| YOUR OBJECTIVE |
Identify each line in the rows below that contains the word "every", and copy those lines out in full.

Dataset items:
• • • •
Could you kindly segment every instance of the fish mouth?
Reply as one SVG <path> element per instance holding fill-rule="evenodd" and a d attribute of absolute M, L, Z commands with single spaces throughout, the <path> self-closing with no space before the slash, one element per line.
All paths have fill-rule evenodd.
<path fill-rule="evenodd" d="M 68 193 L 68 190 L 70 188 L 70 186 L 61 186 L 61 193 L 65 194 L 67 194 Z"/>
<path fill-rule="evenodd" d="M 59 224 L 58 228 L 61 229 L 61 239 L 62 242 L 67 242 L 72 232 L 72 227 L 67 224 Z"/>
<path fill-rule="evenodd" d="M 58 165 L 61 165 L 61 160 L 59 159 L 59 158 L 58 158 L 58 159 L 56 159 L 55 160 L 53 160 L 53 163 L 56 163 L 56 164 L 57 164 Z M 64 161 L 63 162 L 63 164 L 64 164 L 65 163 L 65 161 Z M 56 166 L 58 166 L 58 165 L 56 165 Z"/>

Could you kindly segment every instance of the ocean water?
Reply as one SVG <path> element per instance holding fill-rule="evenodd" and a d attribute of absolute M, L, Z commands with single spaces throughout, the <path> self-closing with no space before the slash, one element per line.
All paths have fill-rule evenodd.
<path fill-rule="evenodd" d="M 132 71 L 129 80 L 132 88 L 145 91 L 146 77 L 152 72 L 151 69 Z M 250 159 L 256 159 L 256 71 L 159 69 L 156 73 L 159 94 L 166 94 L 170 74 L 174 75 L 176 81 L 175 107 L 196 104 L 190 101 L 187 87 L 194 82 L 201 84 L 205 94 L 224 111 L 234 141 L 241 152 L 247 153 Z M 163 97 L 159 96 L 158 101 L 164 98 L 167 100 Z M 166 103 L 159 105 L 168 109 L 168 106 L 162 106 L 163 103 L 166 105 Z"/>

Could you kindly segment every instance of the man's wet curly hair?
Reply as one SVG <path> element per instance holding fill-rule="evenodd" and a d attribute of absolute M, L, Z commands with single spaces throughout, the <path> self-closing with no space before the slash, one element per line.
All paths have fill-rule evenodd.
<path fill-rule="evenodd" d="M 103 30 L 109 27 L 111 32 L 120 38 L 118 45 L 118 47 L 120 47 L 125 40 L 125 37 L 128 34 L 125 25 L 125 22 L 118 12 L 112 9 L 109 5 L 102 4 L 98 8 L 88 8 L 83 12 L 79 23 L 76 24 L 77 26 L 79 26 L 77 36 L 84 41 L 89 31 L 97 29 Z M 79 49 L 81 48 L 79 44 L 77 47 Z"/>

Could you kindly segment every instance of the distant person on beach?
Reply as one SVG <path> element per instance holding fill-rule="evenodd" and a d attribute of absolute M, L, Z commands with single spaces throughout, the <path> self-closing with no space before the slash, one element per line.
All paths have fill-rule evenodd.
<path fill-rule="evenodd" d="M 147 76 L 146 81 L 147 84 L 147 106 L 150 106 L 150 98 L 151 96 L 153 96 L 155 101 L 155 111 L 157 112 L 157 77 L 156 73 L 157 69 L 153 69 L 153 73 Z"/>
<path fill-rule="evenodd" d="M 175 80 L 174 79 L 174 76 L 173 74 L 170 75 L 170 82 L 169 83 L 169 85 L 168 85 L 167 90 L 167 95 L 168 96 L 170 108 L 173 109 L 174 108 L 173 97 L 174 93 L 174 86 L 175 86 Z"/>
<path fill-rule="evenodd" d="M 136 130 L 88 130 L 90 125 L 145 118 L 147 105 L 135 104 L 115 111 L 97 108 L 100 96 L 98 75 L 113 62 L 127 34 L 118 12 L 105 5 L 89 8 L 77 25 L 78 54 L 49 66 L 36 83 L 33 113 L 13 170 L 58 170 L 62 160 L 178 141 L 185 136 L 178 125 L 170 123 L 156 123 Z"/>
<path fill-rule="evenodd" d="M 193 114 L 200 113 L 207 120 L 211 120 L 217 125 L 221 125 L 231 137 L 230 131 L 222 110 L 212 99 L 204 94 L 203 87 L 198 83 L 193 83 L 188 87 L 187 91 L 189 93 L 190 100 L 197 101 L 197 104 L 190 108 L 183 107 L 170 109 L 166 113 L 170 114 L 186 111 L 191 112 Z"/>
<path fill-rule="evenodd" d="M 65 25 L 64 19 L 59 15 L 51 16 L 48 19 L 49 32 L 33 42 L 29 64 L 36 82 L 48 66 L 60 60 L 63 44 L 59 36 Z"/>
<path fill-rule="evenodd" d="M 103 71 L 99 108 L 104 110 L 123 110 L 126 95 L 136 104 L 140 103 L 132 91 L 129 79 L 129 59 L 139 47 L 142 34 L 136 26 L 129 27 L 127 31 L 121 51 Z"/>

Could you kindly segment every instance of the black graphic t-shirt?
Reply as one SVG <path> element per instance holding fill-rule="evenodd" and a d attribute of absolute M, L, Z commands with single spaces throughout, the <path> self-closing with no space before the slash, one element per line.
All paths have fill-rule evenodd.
• • • •
| TASK OUTPUT |
Could you kindly segment every instance of the fish mouth?
Could you kindly segment every instance of the ocean water?
Could you kindly segment every instance of the man's wet curly hair?
Could you kindly segment every instance of the distant person on beach?
Could you kindly segment every instance of the black graphic t-shirt?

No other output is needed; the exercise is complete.